§ **Цитируемый отрывок**:
──────

Действительно, если идеал общества есть свободная общинность, если мы ставим требование, чтобы «каждый был целью для всех, и все для каждого», то мы этим самым провозглашаем безусловную ценность человеческой личности. Но безусловное значение дается человеку только внутренней связью со всеми как носителю всеединства, и любовь есть выражение этой связи. Однако любовь неосуществима ни в натуральном, ни в рациональном порядке. Любовь есть и живая личная сила, и универсальный закон, и целью ее может быть только человек в Боге, такой человек, который «имеет область чадом Божиим быти». В мистическом плане каждый из нас есть некоторая божественная идея, и все вместе мы образуем живое тело Божие, или безусловную любовь. Любя ближнего, мы реализуем в эмпирическом порядке то, что уже дано в порядке божественном. Любовь, как нравственный закон, может быть обоснована только мистически. В заключение Соловьев дает следующее определение человека:

«Человек или человечество есть существо, содержащее в себе (в абсолютном порядке) божественную идею, т. е. всеединство, и осуществляющее эту идею (в естественном порядке) посредством разумной свободы в материальной природе».

Соловьев заканчивает свое учение об обществе следующим определением свободной теократии:

«Свободная теократия есть такое общество, в котором все три сферы — Церковь, государство и земство,— сохраняя свою относительную самостоятельность, не находятся, однако, во внешнем, механическом разделении, а взаимно проникают друг в друга, как составные части одного органического существа, необходимые друг для друга и соединенные в одной общей цели и общей жизни».

Этика Соловьева построена на постулате всеединства. Она отвечает высшему нравственному требованию человеческой природы. Но осуществимо ли это требование? Автор исходит из признания божественного начала в человеке, т. е. из бытия человека в Боге. Стоит только усомниться в существовании Бога, и божественность человека перестает быть достоверной. А если человек не божествен, то и нравственное сознание его становится субъективной иллюзией. Поэтому существование этики для Соловьева неразрывно связано с существованием истинного абсолютного порядка. Он решительно отвергает всякую автономную этику, называя ее «отвлеченным морализмом». Но для решения вопроса о религиозной истине нужно обладать критерием истины вообще, другими словами, этика невозможна без метафизики, а метафизика — без гносеологии.

──────

§ **Раздел данных**:

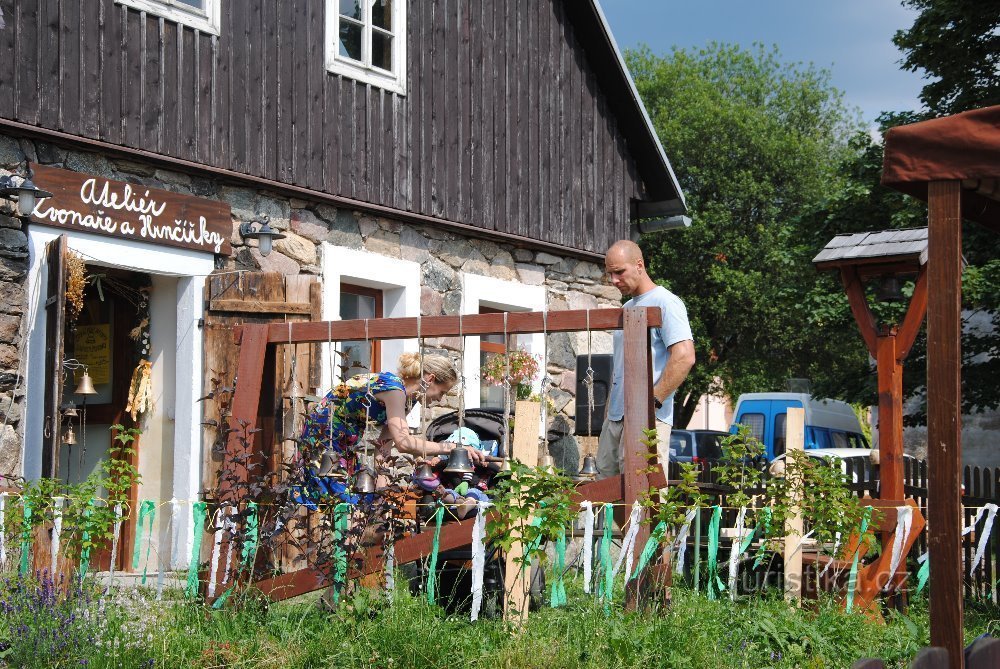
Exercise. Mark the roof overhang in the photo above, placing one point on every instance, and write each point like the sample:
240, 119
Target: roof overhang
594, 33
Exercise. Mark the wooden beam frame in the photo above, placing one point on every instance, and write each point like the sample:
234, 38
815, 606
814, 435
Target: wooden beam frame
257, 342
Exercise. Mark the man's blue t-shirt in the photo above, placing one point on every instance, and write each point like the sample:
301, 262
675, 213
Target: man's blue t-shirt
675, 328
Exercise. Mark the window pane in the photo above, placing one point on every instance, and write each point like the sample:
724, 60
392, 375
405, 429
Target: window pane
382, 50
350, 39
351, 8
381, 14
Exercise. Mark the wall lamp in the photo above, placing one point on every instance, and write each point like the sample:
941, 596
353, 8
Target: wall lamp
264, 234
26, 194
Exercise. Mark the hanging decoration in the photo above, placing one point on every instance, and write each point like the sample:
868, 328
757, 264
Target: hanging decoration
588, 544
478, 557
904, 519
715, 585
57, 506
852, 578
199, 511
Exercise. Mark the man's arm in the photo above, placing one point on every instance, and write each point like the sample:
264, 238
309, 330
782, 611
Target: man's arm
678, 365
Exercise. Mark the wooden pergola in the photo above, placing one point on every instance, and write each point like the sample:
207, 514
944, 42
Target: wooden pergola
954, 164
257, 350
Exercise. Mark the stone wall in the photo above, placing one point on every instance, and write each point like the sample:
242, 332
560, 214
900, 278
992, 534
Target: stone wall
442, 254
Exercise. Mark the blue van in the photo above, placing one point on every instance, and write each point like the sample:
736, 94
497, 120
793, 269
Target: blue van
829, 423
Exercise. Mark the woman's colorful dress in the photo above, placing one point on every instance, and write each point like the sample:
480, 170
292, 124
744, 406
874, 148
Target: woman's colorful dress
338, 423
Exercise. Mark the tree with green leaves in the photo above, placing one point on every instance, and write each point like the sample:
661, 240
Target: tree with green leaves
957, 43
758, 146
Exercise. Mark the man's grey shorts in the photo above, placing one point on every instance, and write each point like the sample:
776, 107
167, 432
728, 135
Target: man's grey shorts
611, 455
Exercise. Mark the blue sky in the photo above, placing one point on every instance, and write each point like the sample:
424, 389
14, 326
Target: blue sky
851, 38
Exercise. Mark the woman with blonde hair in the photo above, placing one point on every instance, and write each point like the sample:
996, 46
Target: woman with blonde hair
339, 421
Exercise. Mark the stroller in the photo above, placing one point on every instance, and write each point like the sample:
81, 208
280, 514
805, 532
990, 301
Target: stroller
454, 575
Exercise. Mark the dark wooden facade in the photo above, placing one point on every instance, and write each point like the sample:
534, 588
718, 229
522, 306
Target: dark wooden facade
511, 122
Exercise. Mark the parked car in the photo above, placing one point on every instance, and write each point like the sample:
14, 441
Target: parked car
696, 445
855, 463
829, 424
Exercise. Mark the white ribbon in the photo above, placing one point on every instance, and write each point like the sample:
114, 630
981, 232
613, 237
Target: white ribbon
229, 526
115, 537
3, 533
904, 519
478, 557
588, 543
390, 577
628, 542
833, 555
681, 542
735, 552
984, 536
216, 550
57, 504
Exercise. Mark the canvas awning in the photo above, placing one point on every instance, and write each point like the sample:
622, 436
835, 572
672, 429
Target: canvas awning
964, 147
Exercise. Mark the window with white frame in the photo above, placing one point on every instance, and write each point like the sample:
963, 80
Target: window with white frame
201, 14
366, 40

──────

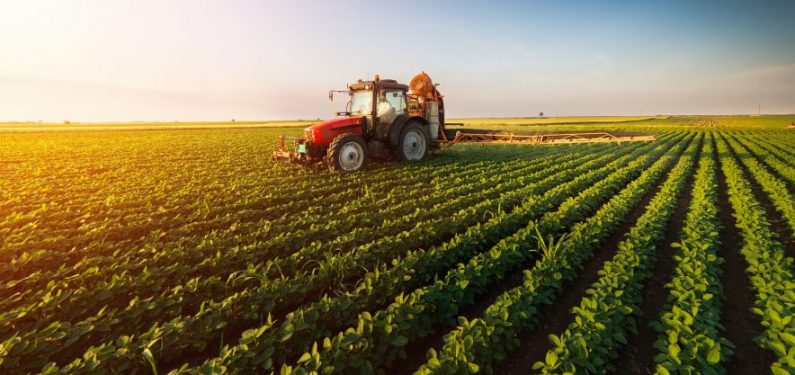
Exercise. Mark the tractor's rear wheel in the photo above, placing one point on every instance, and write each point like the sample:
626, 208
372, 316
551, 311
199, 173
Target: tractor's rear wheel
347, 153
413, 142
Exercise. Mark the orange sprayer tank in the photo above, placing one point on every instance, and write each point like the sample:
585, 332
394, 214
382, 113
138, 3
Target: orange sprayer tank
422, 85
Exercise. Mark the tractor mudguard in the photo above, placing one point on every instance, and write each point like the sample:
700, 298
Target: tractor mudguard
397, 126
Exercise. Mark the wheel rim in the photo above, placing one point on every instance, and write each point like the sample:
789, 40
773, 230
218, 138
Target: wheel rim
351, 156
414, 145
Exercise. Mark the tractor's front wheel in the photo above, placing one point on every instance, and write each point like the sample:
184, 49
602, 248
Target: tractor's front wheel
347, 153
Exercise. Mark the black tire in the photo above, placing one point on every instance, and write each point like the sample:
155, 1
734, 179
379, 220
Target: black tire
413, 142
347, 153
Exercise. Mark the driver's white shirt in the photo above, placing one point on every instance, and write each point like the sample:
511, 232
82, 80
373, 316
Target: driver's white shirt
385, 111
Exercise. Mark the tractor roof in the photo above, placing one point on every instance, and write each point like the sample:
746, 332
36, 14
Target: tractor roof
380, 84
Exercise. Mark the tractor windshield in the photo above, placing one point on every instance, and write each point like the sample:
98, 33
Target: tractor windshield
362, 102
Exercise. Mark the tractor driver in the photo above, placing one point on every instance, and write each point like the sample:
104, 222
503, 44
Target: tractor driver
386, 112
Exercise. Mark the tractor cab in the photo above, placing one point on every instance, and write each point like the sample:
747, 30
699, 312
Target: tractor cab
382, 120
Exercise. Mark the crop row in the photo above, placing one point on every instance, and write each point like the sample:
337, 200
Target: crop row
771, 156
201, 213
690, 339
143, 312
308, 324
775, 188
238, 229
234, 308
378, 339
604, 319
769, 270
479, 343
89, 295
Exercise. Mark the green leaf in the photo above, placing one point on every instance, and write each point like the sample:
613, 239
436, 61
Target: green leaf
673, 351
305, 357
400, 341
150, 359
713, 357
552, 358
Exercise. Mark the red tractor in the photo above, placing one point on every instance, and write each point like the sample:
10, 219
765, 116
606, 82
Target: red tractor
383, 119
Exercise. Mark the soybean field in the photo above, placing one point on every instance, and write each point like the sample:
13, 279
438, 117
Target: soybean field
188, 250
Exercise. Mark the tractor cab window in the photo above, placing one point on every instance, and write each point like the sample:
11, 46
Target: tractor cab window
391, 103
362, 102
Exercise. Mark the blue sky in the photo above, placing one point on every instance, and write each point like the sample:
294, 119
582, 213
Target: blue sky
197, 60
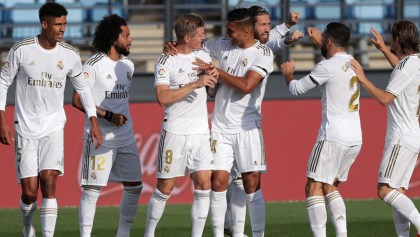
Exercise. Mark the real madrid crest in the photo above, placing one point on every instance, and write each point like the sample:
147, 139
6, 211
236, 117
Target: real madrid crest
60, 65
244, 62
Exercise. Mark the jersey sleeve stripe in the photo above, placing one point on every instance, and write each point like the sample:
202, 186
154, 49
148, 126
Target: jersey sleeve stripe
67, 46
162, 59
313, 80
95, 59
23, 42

──────

§ **Суть задания**: Переведите на английский язык предложение из отрывка об этике Соловьева: «Любовь, как нравственный закон, может быть обоснована только мистически».

§ **Ответ на задание**: Love, as a moral law, can be justified only mystically.